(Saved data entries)
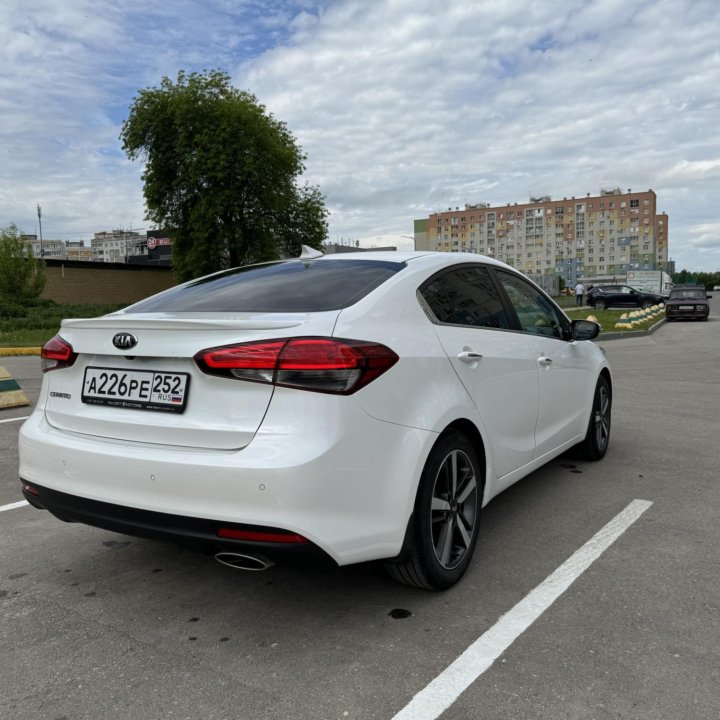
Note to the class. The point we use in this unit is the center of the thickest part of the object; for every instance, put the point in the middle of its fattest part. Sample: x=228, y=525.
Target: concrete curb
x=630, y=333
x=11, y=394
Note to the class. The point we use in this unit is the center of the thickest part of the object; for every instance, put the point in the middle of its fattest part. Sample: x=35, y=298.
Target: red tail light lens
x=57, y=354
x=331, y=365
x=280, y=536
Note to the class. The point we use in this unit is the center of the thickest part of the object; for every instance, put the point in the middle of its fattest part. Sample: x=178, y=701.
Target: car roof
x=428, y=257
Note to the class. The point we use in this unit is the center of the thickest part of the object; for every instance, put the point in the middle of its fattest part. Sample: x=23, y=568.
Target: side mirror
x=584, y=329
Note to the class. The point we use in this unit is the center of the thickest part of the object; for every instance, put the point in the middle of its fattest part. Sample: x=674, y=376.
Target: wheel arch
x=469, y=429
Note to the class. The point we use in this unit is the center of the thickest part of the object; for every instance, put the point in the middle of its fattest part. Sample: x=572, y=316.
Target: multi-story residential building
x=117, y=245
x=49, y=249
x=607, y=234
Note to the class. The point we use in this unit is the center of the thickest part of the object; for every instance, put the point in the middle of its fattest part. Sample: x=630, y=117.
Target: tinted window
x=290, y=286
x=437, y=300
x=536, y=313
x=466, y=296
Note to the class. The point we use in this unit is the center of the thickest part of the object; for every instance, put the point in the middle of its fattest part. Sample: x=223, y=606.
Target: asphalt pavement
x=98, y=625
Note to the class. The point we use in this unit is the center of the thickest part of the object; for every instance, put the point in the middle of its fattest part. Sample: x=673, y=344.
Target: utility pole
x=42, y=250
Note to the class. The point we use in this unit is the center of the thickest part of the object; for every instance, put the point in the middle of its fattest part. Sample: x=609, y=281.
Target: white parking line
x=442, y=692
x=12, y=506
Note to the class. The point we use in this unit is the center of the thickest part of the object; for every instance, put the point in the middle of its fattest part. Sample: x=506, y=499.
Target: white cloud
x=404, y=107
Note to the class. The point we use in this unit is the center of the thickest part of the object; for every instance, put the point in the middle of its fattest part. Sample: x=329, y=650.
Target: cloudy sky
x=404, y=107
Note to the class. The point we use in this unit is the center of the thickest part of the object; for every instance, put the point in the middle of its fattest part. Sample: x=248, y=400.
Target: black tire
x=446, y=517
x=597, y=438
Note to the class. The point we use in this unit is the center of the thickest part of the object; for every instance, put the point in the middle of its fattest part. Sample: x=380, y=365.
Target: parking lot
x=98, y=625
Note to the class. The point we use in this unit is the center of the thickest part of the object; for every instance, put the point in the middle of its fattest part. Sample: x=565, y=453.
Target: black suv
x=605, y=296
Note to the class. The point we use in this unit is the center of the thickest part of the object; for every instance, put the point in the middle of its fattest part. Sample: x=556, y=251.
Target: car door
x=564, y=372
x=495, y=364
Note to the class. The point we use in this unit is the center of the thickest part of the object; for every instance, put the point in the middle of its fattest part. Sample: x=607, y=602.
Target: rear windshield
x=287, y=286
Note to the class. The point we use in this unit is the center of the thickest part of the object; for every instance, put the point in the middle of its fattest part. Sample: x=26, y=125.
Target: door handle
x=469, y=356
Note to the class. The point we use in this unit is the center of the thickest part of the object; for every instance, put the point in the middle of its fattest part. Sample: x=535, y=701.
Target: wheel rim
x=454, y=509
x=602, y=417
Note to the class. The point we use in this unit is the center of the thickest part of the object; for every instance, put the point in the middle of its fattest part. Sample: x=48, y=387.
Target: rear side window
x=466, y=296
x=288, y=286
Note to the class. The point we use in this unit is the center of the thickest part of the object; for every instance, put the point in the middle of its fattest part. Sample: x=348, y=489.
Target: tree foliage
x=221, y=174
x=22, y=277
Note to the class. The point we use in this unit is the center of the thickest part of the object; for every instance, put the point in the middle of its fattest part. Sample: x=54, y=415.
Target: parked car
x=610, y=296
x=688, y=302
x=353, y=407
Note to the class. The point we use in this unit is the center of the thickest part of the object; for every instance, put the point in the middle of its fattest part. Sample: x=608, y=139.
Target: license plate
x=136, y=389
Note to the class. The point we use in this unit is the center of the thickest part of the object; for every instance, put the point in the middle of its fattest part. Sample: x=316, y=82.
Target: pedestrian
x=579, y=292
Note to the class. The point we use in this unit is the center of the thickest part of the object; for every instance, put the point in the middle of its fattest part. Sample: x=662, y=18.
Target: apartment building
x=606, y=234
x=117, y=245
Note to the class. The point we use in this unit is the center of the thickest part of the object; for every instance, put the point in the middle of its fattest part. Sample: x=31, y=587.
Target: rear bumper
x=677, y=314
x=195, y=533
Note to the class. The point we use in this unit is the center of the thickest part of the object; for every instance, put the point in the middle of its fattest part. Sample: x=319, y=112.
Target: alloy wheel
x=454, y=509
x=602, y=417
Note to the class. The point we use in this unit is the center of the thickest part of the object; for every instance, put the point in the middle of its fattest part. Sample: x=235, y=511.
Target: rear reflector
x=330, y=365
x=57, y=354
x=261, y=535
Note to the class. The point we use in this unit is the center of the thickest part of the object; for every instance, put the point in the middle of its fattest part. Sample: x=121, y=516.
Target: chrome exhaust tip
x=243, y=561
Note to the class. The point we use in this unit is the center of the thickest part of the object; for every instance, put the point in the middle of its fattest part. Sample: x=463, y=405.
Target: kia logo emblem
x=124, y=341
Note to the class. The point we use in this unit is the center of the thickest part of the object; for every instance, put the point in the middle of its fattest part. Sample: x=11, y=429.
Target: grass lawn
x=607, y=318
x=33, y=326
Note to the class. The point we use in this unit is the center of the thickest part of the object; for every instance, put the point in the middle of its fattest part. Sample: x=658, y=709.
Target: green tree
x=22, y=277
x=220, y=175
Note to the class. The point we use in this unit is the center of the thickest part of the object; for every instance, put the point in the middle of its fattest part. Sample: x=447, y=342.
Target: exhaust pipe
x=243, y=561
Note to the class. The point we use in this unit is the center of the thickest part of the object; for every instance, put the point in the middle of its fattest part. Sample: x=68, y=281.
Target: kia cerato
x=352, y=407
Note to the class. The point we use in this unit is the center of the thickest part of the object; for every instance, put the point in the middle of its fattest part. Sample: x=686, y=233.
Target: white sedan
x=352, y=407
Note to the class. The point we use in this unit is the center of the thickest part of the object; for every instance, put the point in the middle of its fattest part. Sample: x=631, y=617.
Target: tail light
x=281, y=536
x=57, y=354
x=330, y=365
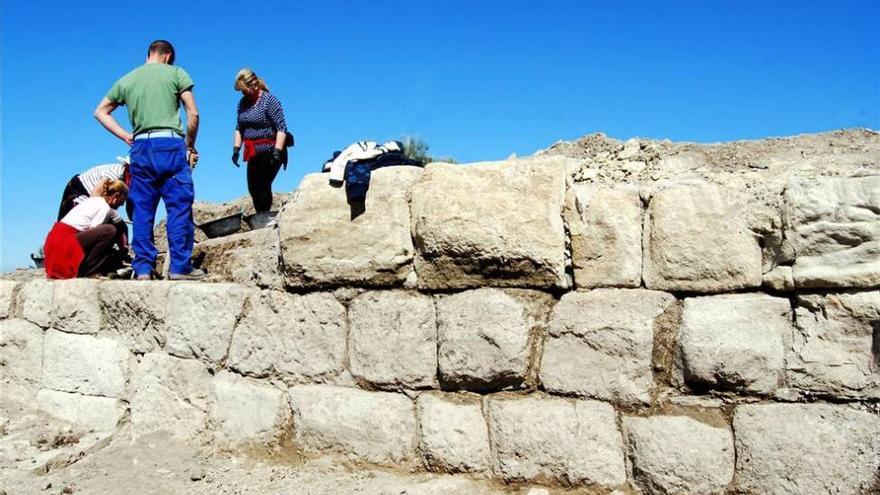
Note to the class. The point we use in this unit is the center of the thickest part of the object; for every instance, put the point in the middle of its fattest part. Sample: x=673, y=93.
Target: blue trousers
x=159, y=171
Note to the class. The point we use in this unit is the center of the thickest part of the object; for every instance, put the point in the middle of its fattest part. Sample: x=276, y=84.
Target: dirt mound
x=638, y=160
==
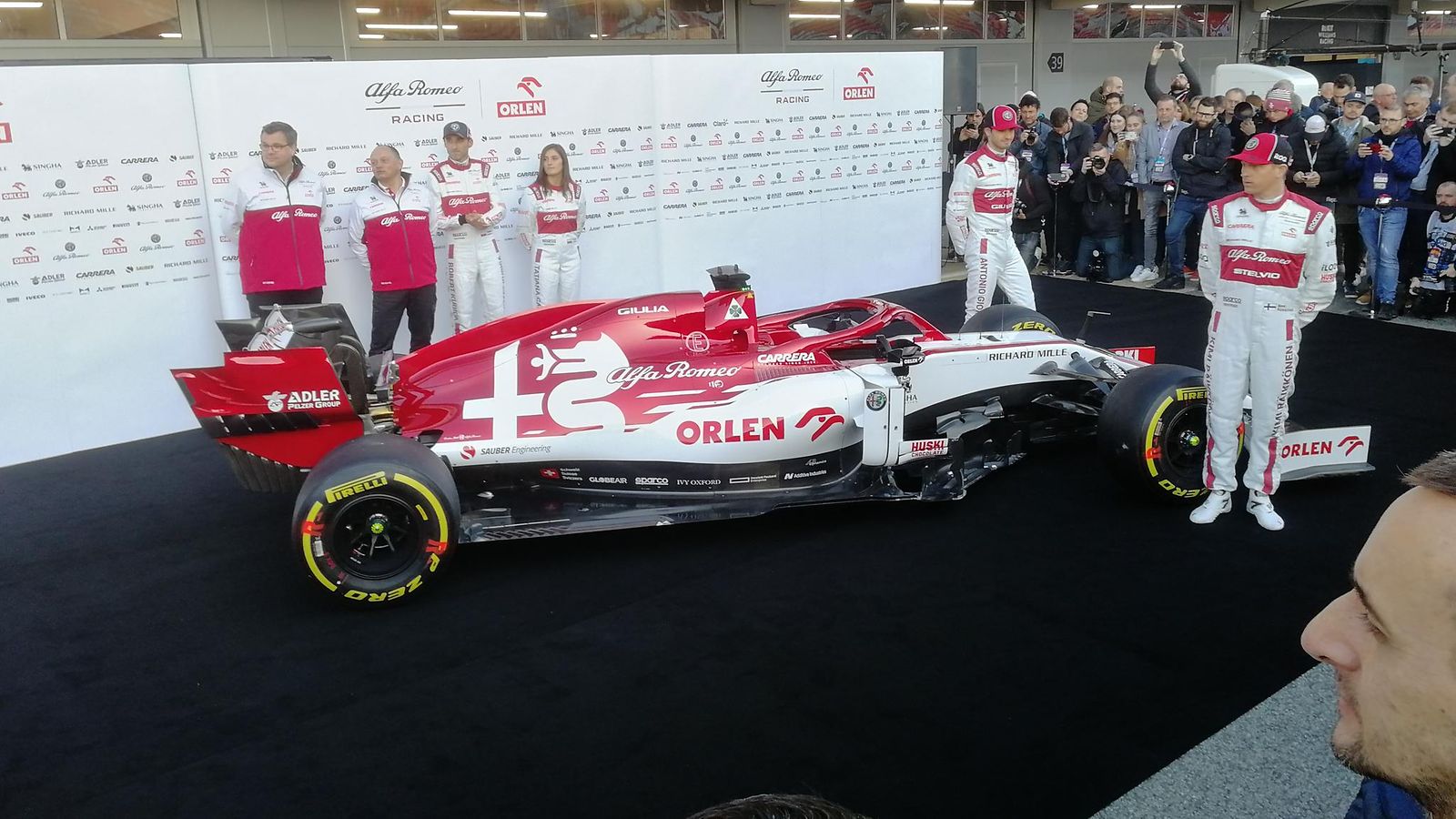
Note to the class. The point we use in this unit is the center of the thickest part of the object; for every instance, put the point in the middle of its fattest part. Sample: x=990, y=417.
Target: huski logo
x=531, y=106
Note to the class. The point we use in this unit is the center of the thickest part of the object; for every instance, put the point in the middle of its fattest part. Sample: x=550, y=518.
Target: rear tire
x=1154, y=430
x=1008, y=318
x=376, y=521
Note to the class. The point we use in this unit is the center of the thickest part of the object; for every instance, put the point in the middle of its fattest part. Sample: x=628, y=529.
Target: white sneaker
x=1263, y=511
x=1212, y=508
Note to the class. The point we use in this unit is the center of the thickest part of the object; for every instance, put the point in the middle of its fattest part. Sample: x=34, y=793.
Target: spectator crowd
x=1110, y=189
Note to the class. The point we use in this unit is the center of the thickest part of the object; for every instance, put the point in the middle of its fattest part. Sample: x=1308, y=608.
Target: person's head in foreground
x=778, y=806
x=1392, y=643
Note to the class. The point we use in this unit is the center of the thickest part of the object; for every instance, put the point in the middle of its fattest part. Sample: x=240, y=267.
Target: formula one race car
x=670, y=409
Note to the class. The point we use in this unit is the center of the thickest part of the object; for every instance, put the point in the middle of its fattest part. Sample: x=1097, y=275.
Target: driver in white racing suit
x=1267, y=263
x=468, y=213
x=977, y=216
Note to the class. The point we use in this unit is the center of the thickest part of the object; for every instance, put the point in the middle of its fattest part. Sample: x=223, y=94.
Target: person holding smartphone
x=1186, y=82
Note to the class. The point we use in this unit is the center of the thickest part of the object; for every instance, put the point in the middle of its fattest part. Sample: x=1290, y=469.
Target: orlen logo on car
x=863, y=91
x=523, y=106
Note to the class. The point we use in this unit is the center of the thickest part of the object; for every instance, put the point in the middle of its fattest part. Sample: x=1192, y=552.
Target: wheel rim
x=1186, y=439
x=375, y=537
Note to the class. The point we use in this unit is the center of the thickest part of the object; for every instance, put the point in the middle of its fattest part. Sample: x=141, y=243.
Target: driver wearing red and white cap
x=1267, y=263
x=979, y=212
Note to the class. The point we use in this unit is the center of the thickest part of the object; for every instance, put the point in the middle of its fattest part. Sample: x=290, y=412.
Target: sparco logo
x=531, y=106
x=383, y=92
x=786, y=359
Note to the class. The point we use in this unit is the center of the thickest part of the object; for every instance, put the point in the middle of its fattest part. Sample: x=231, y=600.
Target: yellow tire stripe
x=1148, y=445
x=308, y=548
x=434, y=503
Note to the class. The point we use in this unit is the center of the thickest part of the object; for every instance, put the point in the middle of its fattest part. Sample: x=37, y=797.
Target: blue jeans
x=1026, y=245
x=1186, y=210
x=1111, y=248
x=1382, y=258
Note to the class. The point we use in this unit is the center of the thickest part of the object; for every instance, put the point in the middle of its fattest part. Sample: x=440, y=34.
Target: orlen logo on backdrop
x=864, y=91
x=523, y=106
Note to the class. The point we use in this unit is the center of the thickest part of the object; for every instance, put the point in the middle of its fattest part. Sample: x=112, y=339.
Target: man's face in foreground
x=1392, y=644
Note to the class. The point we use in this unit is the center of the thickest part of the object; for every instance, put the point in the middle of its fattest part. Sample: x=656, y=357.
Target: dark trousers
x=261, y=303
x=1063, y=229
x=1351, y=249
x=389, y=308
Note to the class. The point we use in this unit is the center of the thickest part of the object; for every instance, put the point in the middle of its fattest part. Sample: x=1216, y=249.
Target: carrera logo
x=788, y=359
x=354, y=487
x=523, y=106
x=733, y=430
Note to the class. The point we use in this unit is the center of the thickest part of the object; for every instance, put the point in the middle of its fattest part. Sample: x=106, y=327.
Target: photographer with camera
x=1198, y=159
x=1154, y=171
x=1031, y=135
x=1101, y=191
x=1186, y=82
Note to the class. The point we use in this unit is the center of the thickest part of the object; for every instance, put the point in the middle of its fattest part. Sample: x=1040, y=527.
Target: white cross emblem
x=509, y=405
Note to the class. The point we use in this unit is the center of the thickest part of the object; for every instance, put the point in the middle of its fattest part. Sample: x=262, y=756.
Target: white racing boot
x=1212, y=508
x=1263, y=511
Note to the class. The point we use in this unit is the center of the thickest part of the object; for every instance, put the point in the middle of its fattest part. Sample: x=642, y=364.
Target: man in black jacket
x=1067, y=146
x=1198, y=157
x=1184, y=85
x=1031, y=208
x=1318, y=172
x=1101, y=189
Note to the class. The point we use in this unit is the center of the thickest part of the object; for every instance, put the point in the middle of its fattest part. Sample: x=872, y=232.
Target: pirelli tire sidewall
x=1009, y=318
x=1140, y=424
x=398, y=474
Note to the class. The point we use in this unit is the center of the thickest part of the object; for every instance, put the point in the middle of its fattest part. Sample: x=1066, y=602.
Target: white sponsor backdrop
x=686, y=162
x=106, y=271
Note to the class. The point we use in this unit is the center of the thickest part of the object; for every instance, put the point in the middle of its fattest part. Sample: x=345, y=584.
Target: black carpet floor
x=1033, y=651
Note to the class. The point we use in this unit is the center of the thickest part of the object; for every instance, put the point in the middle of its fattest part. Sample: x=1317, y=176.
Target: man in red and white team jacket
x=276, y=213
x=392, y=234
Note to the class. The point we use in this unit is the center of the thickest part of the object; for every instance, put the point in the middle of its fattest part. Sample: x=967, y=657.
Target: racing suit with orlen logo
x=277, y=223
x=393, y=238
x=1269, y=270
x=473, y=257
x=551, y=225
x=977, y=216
...
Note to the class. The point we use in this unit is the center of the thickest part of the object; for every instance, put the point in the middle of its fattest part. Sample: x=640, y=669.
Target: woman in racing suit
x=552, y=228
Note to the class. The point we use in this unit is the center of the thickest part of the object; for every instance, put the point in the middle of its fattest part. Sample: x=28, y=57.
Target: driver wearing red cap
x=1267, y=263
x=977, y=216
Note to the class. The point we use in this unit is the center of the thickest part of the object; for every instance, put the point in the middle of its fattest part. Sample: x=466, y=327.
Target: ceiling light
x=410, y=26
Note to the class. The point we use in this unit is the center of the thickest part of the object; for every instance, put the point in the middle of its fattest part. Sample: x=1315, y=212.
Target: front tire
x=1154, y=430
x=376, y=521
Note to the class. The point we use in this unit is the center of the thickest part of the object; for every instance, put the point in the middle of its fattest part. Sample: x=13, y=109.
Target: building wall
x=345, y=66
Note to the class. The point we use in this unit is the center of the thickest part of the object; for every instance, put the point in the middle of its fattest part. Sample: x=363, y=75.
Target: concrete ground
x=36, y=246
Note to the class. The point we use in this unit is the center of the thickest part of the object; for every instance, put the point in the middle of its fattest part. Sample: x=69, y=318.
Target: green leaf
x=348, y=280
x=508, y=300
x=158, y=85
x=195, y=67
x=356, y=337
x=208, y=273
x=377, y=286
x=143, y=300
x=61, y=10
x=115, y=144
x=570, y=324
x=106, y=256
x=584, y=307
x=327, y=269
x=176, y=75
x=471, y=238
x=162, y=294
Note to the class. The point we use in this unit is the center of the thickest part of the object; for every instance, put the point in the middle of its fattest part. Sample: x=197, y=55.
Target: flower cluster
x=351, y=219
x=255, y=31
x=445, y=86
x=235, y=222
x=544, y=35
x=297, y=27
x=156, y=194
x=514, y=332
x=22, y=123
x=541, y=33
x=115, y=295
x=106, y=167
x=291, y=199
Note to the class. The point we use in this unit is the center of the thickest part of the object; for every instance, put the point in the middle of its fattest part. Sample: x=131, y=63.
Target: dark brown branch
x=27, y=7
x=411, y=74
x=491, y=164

What you have to do: Which lines above contain the string "foreground" (case counts)? Find and copy each one.

Task output:
Target: person's head in foreground
Target: man's face in foreground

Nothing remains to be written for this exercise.